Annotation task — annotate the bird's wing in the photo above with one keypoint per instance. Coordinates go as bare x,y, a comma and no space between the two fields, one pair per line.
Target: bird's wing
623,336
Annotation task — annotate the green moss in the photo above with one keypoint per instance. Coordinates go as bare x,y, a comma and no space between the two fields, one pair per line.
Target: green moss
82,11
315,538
◆ ◆ ◆ ◆ ◆
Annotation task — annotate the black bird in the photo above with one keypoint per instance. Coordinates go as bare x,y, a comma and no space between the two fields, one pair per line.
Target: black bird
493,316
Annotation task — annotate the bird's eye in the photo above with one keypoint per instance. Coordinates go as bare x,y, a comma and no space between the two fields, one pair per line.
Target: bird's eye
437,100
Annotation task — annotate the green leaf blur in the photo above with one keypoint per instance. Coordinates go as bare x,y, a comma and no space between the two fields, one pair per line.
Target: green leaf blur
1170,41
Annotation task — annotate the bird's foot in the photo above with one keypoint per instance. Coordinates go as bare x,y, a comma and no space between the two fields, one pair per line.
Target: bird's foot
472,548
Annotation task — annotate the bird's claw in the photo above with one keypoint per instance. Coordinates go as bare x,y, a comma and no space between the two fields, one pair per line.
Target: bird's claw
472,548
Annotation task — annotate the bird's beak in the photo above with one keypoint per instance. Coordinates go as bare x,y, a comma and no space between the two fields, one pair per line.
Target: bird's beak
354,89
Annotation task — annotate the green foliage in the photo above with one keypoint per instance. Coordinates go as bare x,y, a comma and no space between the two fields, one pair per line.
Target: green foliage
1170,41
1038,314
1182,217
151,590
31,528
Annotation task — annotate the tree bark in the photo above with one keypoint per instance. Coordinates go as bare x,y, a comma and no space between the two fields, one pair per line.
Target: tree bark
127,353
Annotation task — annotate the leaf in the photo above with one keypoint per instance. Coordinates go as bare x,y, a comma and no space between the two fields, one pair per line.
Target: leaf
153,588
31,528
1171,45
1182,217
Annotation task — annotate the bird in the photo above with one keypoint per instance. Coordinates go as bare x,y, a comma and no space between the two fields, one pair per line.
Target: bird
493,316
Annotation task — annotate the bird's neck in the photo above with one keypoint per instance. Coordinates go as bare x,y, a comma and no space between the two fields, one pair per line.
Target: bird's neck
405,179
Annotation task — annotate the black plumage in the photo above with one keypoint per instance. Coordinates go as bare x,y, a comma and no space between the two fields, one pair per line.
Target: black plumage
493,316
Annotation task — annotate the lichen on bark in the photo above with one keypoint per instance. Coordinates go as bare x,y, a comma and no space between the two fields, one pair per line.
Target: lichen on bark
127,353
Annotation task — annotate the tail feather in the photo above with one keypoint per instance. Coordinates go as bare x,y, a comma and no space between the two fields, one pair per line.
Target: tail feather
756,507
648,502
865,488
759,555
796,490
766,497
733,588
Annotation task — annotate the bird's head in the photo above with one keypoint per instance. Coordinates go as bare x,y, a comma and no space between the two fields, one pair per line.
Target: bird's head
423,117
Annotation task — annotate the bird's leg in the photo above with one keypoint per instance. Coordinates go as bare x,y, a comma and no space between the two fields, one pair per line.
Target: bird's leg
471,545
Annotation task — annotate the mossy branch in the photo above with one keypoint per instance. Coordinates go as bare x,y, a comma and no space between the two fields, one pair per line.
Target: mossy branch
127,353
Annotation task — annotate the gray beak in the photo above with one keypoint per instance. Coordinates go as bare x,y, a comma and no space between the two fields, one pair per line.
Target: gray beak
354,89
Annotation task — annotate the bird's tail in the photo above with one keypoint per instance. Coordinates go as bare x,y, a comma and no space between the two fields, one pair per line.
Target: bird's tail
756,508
◆ ◆ ◆ ◆ ◆
Tally the lines in the entries above that contain the string "wing", with case counting. Give only the number.

2